| RECORD SET |
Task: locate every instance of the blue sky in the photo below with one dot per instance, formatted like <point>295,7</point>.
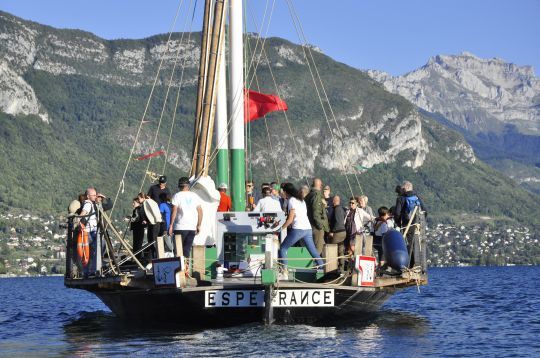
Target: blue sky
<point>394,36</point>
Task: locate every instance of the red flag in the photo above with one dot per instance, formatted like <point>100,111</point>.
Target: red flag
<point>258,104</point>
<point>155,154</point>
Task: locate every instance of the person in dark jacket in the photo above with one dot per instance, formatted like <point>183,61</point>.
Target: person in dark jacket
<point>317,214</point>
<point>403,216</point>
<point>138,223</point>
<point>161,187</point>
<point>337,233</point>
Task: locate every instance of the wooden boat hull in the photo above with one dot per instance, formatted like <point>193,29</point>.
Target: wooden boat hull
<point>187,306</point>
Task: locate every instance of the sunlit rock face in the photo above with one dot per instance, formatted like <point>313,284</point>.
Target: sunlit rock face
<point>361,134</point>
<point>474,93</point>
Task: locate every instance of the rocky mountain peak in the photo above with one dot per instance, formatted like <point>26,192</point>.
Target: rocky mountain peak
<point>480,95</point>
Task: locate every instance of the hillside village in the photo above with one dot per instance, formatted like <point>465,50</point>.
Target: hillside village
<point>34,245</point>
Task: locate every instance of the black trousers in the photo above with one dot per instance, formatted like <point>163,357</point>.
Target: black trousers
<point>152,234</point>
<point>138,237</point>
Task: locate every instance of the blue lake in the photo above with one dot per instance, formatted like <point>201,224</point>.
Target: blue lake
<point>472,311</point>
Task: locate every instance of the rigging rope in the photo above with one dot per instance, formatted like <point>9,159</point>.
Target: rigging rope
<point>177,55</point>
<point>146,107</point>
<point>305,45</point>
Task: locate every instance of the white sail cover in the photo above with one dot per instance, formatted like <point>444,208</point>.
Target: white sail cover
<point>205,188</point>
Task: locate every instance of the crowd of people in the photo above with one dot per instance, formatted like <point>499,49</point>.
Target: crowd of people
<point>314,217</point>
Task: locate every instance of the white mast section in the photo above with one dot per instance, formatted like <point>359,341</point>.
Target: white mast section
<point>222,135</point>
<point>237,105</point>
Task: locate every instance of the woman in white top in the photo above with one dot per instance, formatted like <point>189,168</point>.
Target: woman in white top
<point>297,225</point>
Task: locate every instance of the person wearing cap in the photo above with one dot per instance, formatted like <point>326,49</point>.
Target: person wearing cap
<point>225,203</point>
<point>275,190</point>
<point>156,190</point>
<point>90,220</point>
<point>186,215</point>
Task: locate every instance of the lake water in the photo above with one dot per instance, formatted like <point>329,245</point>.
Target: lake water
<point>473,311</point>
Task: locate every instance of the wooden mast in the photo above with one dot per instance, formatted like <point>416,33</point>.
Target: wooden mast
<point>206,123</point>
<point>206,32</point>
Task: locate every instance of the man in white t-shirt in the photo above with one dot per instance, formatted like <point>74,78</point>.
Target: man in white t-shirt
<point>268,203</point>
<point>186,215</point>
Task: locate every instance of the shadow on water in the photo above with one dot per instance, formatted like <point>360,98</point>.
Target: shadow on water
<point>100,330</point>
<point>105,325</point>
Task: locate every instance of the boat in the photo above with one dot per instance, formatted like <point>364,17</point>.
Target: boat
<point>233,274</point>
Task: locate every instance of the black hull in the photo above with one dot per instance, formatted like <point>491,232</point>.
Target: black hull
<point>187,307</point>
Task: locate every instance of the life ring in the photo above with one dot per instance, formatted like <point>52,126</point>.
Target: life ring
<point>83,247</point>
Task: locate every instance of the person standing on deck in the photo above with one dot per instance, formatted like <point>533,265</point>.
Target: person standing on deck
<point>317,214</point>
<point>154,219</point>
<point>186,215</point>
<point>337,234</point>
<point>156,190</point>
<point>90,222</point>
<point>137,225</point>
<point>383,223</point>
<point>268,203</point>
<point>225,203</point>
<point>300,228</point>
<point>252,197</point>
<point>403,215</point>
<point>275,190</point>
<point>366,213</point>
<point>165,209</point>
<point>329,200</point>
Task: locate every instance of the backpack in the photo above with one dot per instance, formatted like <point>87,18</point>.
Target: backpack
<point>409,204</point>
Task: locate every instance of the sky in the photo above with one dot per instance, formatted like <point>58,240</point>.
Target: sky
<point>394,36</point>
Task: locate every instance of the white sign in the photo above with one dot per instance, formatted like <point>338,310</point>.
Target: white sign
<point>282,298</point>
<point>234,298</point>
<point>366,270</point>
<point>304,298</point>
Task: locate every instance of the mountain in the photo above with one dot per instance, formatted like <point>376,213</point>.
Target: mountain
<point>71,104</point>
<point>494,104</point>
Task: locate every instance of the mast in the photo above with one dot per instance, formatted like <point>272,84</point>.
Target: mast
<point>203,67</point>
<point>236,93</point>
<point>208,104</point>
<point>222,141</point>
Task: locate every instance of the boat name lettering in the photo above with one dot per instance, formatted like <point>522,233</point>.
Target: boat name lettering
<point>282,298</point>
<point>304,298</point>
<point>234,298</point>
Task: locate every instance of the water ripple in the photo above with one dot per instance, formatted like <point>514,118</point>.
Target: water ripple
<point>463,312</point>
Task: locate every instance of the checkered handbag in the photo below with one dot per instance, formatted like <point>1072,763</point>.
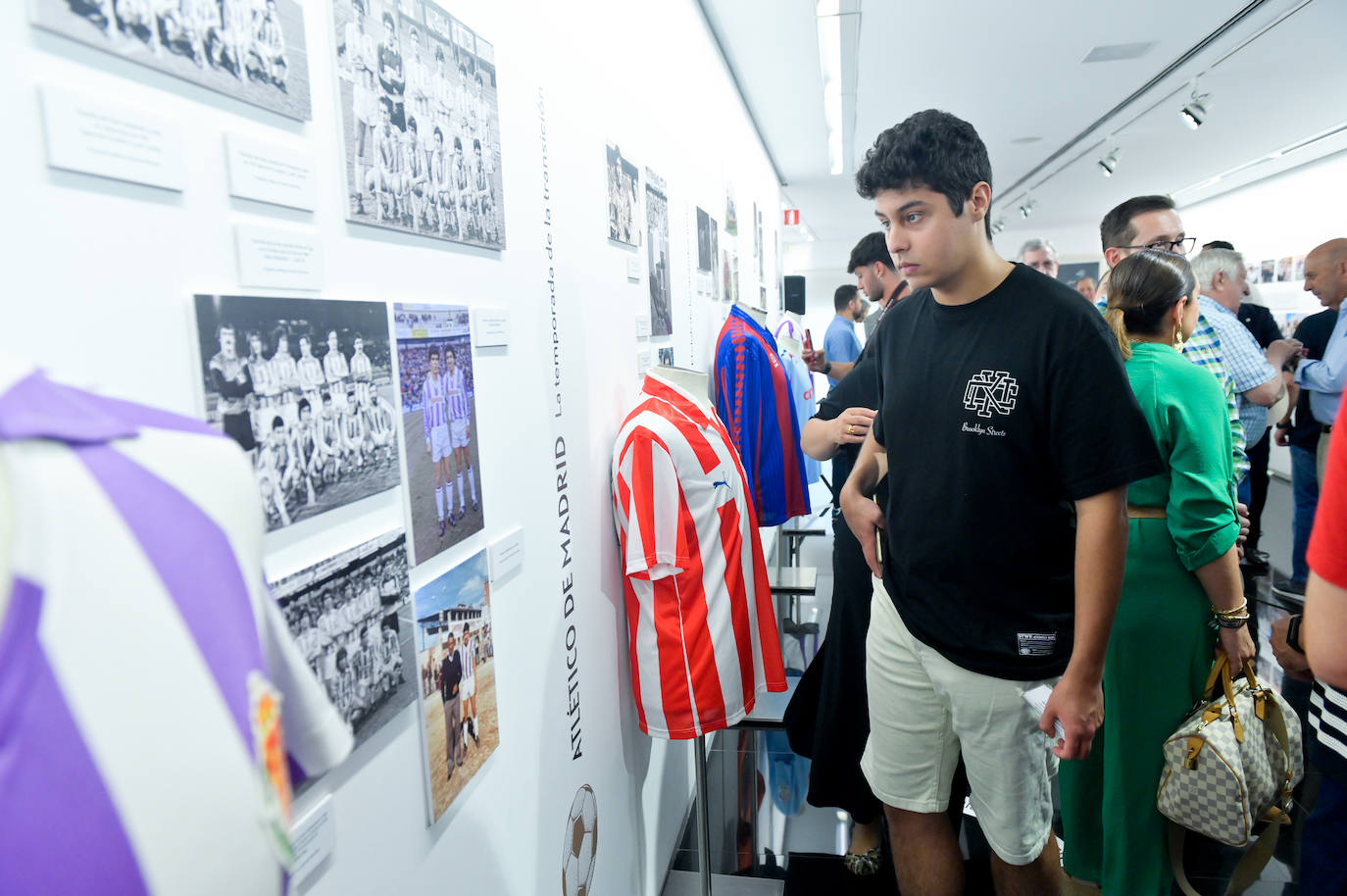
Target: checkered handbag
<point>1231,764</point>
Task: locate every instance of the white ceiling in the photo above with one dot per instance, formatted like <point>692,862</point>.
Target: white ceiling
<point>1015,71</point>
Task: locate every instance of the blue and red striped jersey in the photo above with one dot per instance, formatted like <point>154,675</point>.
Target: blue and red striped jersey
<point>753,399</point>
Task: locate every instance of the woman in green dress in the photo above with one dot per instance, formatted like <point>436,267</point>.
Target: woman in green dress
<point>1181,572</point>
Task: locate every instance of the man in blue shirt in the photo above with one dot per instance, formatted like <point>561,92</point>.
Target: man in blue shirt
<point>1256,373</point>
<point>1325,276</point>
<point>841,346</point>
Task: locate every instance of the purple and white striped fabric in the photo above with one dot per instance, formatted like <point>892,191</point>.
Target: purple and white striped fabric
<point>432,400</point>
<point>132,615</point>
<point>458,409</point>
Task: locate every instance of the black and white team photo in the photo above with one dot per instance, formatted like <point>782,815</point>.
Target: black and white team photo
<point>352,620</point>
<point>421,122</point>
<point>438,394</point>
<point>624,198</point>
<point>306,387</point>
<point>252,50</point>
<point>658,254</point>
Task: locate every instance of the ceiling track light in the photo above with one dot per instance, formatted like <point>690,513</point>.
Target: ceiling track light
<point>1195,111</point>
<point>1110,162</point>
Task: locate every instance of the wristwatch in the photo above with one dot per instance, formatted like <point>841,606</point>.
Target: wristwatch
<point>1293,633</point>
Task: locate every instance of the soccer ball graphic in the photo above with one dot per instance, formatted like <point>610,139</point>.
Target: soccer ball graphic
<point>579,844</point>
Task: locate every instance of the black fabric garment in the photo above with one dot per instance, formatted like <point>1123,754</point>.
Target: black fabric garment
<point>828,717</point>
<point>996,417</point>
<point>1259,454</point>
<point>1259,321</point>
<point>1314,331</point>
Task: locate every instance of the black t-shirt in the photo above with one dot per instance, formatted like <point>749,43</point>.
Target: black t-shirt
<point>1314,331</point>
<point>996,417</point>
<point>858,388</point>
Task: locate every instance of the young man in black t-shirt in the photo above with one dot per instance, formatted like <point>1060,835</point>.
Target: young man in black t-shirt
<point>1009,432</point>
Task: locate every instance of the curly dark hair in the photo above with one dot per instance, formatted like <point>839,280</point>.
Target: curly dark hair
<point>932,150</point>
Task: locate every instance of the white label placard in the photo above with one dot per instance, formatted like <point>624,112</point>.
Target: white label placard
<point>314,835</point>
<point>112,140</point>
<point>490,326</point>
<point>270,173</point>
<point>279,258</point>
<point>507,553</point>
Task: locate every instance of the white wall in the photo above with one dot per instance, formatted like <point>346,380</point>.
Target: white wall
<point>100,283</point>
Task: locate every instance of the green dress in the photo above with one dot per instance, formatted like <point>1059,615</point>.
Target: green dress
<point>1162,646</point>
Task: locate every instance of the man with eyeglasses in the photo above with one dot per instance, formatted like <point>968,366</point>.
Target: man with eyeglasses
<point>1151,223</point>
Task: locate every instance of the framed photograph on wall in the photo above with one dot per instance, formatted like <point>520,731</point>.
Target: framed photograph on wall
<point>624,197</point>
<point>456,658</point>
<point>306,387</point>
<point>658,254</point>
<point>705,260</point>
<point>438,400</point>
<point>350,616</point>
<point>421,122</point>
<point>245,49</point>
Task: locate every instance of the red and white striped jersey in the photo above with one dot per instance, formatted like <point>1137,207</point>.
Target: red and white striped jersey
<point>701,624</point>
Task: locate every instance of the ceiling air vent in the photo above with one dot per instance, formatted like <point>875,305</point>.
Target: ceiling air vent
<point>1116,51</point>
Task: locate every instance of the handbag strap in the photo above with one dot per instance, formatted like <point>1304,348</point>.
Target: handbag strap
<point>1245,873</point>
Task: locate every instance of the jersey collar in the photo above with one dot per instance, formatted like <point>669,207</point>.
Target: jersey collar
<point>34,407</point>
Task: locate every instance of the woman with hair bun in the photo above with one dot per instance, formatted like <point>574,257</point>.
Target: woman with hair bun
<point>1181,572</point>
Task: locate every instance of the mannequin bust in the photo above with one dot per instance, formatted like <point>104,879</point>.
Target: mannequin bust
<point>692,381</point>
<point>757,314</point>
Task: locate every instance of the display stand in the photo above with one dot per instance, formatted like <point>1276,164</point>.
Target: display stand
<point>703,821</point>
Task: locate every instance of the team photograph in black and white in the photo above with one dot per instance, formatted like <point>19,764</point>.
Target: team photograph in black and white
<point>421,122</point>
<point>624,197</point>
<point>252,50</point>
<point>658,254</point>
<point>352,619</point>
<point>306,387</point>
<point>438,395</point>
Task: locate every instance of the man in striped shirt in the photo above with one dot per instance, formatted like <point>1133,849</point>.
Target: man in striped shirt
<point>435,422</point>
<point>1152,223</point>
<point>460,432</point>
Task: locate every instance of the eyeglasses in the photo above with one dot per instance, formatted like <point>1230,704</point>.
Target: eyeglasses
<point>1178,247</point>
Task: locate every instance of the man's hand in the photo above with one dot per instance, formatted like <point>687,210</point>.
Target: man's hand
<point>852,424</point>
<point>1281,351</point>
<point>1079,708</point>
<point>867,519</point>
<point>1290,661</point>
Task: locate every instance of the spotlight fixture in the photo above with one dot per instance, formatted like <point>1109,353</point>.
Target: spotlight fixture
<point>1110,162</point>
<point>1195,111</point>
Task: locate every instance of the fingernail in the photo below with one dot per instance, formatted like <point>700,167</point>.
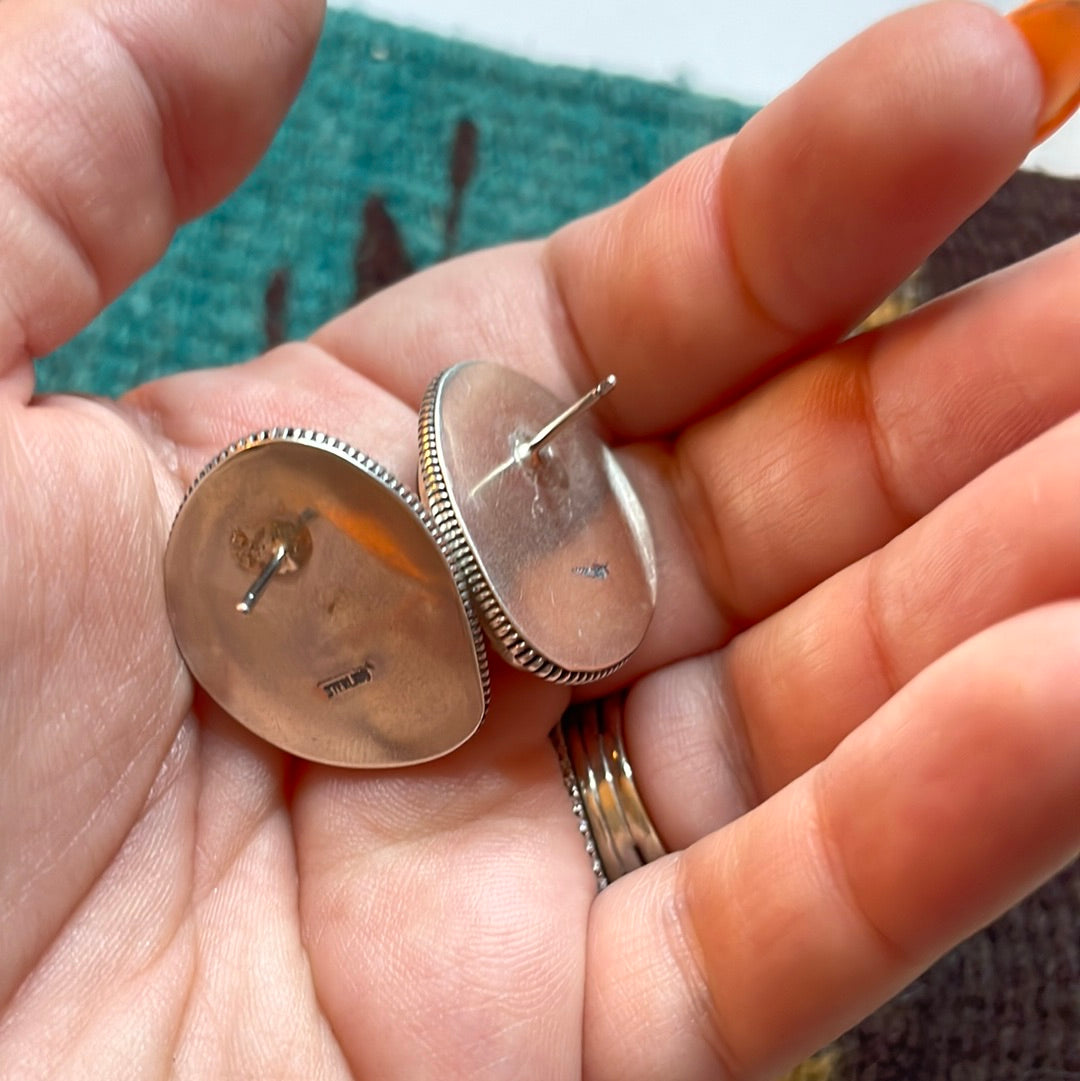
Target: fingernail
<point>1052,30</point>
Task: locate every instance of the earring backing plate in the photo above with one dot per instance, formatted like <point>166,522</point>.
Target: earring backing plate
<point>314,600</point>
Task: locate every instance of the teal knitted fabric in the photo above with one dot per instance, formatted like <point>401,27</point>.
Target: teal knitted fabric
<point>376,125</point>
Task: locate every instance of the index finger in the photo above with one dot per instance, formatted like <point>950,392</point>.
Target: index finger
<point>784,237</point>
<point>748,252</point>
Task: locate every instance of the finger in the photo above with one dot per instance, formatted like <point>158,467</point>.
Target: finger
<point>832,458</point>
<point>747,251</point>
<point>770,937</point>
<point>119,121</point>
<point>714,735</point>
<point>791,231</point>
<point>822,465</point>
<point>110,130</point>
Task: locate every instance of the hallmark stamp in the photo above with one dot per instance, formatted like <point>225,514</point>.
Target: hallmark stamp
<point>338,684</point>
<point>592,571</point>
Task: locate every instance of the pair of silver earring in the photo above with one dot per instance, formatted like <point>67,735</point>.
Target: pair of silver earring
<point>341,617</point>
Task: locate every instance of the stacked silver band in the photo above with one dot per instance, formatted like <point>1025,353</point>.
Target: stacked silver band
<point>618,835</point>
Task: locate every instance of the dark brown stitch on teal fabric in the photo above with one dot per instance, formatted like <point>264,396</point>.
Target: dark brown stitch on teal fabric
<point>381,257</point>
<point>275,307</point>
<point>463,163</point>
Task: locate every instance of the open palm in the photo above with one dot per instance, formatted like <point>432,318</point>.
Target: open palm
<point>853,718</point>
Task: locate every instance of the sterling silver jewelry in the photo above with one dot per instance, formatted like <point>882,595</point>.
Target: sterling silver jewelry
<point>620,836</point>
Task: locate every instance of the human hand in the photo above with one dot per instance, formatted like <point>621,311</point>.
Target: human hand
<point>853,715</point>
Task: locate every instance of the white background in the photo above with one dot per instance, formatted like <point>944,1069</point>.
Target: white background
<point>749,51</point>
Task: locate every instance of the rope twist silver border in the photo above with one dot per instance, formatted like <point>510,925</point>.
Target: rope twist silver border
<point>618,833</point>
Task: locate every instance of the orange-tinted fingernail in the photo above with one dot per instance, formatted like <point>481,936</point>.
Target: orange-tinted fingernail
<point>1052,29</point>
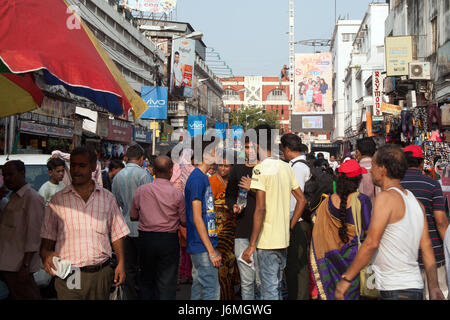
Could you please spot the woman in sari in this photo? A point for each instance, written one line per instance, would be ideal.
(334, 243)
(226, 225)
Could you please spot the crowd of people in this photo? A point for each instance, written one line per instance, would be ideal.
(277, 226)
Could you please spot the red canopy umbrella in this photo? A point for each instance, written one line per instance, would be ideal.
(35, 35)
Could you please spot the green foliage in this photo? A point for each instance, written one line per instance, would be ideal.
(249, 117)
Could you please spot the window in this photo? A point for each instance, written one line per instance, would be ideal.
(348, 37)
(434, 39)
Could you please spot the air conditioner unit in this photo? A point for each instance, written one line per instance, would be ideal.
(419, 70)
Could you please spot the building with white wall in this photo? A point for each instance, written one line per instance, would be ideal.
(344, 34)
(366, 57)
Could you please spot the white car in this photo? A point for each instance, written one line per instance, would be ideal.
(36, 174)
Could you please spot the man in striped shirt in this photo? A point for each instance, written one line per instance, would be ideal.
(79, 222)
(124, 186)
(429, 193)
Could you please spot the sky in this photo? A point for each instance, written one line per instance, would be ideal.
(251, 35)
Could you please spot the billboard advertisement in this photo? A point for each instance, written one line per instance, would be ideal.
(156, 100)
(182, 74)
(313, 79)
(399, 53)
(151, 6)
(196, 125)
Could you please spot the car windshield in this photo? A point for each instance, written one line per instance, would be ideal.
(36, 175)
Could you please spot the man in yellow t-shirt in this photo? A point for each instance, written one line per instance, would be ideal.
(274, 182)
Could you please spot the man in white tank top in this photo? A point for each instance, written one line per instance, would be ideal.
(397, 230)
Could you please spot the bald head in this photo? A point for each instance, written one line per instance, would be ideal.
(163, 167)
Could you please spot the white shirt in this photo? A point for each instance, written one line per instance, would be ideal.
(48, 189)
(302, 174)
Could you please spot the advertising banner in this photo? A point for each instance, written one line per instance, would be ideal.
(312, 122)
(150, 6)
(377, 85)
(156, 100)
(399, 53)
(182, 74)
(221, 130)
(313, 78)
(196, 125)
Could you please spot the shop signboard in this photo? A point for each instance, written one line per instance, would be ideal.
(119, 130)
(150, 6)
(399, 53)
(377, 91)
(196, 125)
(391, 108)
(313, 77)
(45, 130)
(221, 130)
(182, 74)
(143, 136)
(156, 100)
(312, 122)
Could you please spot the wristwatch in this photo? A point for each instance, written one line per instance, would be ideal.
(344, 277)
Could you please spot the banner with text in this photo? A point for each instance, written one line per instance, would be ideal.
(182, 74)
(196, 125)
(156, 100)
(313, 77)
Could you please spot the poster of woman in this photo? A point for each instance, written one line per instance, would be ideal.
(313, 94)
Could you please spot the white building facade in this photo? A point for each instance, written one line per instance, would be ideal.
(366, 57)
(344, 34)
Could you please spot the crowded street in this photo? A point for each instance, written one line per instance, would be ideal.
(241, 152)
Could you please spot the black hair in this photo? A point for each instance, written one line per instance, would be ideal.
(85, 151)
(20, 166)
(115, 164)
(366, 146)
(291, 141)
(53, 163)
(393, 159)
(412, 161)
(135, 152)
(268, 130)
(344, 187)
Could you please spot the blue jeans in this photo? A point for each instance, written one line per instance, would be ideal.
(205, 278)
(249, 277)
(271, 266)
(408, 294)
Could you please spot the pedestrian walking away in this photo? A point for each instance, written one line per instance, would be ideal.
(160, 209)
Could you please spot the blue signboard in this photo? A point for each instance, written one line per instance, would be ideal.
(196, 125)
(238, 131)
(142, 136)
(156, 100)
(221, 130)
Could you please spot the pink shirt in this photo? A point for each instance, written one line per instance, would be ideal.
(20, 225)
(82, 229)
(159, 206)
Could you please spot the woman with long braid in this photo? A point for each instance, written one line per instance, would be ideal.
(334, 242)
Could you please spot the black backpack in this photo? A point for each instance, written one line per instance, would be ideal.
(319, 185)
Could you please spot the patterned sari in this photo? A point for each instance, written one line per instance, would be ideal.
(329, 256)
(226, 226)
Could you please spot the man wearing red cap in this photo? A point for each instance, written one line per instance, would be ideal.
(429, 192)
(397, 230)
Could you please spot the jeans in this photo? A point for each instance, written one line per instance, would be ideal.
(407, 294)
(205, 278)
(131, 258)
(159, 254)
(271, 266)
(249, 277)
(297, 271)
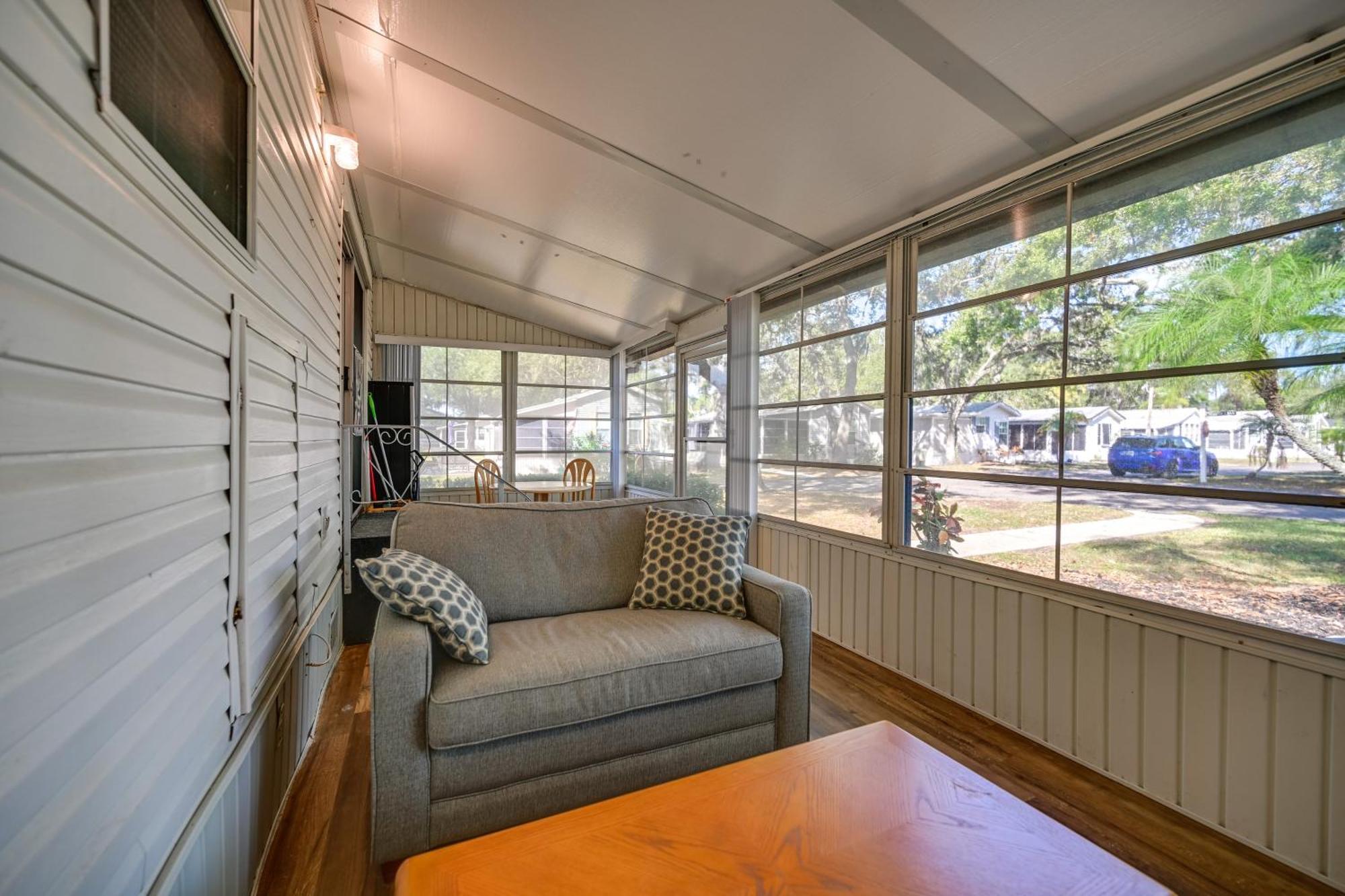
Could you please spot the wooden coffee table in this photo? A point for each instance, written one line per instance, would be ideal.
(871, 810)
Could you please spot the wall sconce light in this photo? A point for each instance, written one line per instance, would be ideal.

| REQUIRED ACTION |
Could you restate word for word the lines above, from the one that contains "Target: curly dark hair" through the one that contains "Task: locate every instance of the white label", and no others?

| WRITTEN SOLUTION |
Target: curly dark hair
<point>932,150</point>
Task: locate every instance of the white label placard in the photo above with one dot per instance, formatted like <point>624,112</point>.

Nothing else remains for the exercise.